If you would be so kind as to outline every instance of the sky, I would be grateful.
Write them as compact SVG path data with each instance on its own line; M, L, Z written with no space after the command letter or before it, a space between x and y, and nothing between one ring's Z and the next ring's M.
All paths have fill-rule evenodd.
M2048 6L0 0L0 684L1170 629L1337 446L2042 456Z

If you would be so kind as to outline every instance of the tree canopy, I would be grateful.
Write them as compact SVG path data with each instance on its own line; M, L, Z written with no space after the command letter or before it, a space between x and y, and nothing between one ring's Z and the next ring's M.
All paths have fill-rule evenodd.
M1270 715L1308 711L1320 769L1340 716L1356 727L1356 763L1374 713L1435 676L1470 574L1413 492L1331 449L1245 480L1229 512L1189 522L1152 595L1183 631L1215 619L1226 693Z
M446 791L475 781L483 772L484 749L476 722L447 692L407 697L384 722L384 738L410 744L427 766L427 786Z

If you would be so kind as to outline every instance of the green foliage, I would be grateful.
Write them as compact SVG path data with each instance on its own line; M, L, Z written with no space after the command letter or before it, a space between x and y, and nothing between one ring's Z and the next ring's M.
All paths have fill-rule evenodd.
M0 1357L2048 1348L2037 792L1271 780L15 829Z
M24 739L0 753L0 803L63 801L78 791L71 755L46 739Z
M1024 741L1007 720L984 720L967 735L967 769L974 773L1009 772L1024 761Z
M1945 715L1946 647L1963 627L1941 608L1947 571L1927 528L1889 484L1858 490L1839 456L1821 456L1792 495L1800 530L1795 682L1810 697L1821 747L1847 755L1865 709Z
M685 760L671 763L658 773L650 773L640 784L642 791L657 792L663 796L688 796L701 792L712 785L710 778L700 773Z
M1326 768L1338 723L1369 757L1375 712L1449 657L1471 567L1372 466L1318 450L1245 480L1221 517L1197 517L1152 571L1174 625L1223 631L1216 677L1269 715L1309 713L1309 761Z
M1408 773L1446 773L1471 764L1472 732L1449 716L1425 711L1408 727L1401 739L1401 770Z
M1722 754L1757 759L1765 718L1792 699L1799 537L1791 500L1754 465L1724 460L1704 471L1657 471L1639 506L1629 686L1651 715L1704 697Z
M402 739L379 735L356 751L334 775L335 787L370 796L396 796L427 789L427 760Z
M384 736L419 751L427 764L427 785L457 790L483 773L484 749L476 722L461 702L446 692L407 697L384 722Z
==============================
INSTRUCTIONS TO FOLLOW – Return only the number of lines in the records above that include the string "would".

TASK OUTPUT – 3